> [PROVIDED MATERIAL]:
----

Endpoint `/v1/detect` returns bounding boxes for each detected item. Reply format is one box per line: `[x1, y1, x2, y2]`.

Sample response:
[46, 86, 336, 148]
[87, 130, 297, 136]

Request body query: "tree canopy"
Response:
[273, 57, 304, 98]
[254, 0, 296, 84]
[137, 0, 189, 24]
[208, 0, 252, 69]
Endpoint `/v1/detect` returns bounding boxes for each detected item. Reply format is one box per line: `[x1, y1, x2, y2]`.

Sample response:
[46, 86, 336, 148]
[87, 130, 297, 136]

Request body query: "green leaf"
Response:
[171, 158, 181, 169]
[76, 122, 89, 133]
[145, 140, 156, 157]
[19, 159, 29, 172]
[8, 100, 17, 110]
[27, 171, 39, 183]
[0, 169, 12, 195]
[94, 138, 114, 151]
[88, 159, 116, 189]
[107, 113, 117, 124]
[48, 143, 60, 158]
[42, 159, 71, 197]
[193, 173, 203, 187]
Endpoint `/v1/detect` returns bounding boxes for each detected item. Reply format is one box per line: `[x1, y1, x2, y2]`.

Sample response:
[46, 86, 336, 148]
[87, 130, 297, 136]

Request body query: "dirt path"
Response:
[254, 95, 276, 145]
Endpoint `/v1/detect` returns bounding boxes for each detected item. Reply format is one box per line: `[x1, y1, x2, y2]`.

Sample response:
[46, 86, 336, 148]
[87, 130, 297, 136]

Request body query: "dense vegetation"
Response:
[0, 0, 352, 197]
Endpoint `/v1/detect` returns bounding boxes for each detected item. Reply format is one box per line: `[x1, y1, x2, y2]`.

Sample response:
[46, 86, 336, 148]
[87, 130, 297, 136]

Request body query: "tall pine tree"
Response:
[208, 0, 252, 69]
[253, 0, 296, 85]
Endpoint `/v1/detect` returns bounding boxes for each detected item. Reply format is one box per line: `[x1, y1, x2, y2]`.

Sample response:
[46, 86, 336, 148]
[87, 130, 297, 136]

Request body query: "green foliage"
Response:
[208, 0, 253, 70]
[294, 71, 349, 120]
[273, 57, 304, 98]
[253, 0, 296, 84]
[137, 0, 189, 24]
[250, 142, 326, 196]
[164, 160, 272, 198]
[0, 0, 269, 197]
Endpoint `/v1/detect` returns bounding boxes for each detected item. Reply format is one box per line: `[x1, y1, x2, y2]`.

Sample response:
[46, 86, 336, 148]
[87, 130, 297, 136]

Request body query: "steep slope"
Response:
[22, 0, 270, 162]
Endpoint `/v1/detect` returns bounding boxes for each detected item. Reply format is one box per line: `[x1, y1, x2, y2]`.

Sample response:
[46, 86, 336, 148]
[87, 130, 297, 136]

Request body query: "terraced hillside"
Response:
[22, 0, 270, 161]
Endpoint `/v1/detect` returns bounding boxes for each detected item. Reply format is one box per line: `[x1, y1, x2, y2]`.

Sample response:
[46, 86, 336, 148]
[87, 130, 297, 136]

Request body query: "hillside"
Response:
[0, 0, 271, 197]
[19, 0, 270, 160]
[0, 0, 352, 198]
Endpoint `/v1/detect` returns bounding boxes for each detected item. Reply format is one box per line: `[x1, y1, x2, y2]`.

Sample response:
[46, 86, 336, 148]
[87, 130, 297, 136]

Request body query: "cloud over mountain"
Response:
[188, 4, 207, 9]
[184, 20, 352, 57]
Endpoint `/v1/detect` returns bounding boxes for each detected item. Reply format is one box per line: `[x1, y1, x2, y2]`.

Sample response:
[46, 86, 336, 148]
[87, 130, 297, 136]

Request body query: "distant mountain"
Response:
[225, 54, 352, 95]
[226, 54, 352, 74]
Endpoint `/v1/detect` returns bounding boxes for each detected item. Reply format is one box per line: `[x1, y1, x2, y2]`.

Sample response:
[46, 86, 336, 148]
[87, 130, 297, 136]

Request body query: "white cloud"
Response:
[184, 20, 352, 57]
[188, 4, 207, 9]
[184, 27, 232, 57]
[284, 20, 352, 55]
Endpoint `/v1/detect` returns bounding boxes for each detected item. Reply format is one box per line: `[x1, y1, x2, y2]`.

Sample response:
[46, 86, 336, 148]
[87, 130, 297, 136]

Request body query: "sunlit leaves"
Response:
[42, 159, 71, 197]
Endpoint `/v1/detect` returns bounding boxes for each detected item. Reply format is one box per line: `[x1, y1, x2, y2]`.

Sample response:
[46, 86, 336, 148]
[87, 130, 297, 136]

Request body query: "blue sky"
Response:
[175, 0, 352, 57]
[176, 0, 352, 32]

----

> [WHAT IS ASKED]:
Recast every line of the records above as a Markdown table with two columns, Row and Line, where Row gives a sequential number and Line holds the text of that line; omit blank lines.

> [ANSWER TO THE TASK]:
| Row | Line |
|---|---|
| 1 | Endpoint `/v1/detect` returns bounding boxes for each detected item. Reply format is one box per line: `[x1, y1, x2, y2]`. |
| 2 | Sample response: |
| 3 | [46, 86, 336, 148] |
| 4 | [87, 130, 297, 136] |
| 5 | Request body query: "tree canopy" |
| 6 | Response: |
| 7 | [273, 57, 304, 98] |
| 8 | [254, 0, 296, 84] |
| 9 | [137, 0, 189, 24] |
| 10 | [208, 0, 252, 69] |
| 11 | Endpoint `/v1/detect` returns bounding boxes for each detected item. Reply format is one box per line: `[x1, y1, x2, y2]`. |
| 12 | Sample response: |
| 13 | [46, 86, 336, 148] |
| 14 | [87, 130, 297, 136] |
| 15 | Request body query: "green leaf" |
| 16 | Response: |
| 17 | [171, 158, 181, 169] |
| 18 | [76, 122, 89, 133] |
| 19 | [145, 140, 156, 157] |
| 20 | [19, 159, 29, 172] |
| 21 | [8, 100, 17, 110] |
| 22 | [27, 171, 39, 183] |
| 23 | [0, 169, 12, 195] |
| 24 | [94, 138, 114, 151] |
| 25 | [88, 159, 116, 189] |
| 26 | [107, 113, 117, 124] |
| 27 | [48, 143, 60, 158] |
| 28 | [42, 159, 71, 197] |
| 29 | [193, 173, 203, 187] |
| 30 | Endpoint `/v1/detect` returns bounding boxes for each detected item. Reply format is one box per line: `[x1, y1, x2, y2]`. |
| 31 | Sample response: |
| 32 | [46, 86, 336, 148] |
| 33 | [87, 130, 297, 136] |
| 34 | Request body query: "dirt path" |
| 35 | Response: |
| 36 | [254, 95, 276, 145] |
| 37 | Endpoint `/v1/detect` returns bounding boxes for each detected item. Reply format is one box per line: `[x1, y1, x2, y2]`. |
| 38 | Sample response: |
| 39 | [46, 86, 336, 148] |
| 40 | [87, 130, 297, 136] |
| 41 | Request body query: "dense vegetation" |
| 42 | Response: |
| 43 | [0, 0, 352, 197] |
| 44 | Endpoint `/v1/detect` returns bounding boxes for each detected item. Reply format is one box per line: `[x1, y1, x2, y2]`. |
| 45 | Sample response: |
| 46 | [46, 86, 336, 148] |
| 47 | [87, 130, 297, 136] |
| 48 | Request body query: "tall pine tree" |
| 49 | Response: |
| 50 | [208, 0, 252, 69] |
| 51 | [253, 0, 296, 85] |
| 52 | Endpoint `/v1/detect` returns bounding boxes for each detected item. Reply format is one box per line: `[x1, y1, x2, y2]`. |
| 53 | Sample response: |
| 54 | [46, 86, 336, 148] |
| 55 | [87, 130, 297, 136] |
| 56 | Request body query: "green foliage" |
| 57 | Response: |
| 58 | [208, 0, 253, 70] |
| 59 | [294, 71, 349, 120] |
| 60 | [273, 57, 304, 98] |
| 61 | [253, 0, 296, 84] |
| 62 | [137, 0, 189, 24] |
| 63 | [250, 142, 326, 196] |
| 64 | [164, 160, 272, 198] |
| 65 | [0, 0, 269, 197] |
| 66 | Endpoint `/v1/detect` returns bounding boxes for each detected item. Reply format is one box per line: `[x1, y1, x2, y2]`. |
| 67 | Sample response: |
| 68 | [46, 86, 336, 148] |
| 69 | [87, 130, 297, 136] |
| 70 | Request body query: "steep slope" |
| 71 | Response: |
| 72 | [22, 0, 270, 162] |
| 73 | Endpoint `/v1/detect` returns bounding boxes for each detected item. Reply format is one box per line: `[x1, y1, x2, y2]`. |
| 74 | Sample response: |
| 75 | [46, 86, 336, 148] |
| 76 | [87, 130, 297, 136] |
| 77 | Request body query: "terraced hillside" |
| 78 | Response: |
| 79 | [22, 0, 270, 161] |
| 80 | Endpoint `/v1/detect` returns bounding boxes for each detected item. Reply format is one box per line: `[x1, y1, x2, y2]`. |
| 81 | Sample response: |
| 82 | [46, 86, 336, 148] |
| 83 | [87, 130, 297, 136] |
| 84 | Request body query: "hillside" |
| 85 | Response: |
| 86 | [0, 0, 271, 197] |
| 87 | [19, 0, 270, 160] |
| 88 | [0, 0, 352, 198] |
| 89 | Endpoint `/v1/detect` returns bounding boxes for each detected item. Reply format is one box per line: `[x1, y1, x2, y2]`. |
| 90 | Sample response: |
| 91 | [46, 86, 336, 148] |
| 92 | [87, 130, 297, 136] |
| 93 | Request body query: "cloud over mountain" |
| 94 | Response: |
| 95 | [188, 4, 207, 9] |
| 96 | [184, 20, 352, 57] |
| 97 | Endpoint `/v1/detect` returns bounding boxes for each detected item. Reply format is one box per line: `[x1, y1, x2, y2]`. |
| 98 | Sample response: |
| 99 | [46, 86, 336, 148] |
| 100 | [87, 130, 297, 136] |
| 101 | Request body query: "distant mountain" |
| 102 | Response: |
| 103 | [225, 54, 352, 95] |
| 104 | [226, 54, 352, 74] |
| 105 | Endpoint `/v1/detect` returns bounding boxes for each detected item. Reply format is one box per line: `[x1, y1, x2, y2]`. |
| 106 | Sample response: |
| 107 | [46, 86, 336, 148] |
| 108 | [87, 130, 297, 136] |
| 109 | Request body query: "white cloud" |
| 110 | Response: |
| 111 | [184, 20, 352, 57] |
| 112 | [188, 4, 207, 9] |
| 113 | [184, 27, 232, 57] |
| 114 | [284, 20, 352, 55] |
| 115 | Endpoint `/v1/detect` returns bounding boxes for each detected item. Reply format is one box per line: `[x1, y1, x2, y2]`. |
| 116 | Sample response: |
| 117 | [46, 86, 336, 148] |
| 118 | [87, 130, 297, 136] |
| 119 | Request body query: "sunlit leaves" |
| 120 | Response: |
| 121 | [42, 159, 71, 197] |
| 122 | Endpoint `/v1/detect` returns bounding boxes for each detected item. Reply format is one box per line: `[x1, y1, x2, y2]`. |
| 123 | Sample response: |
| 124 | [46, 86, 336, 148] |
| 125 | [87, 130, 297, 136] |
| 126 | Request body query: "blue sky" |
| 127 | Response: |
| 128 | [175, 0, 352, 57] |
| 129 | [176, 0, 352, 32] |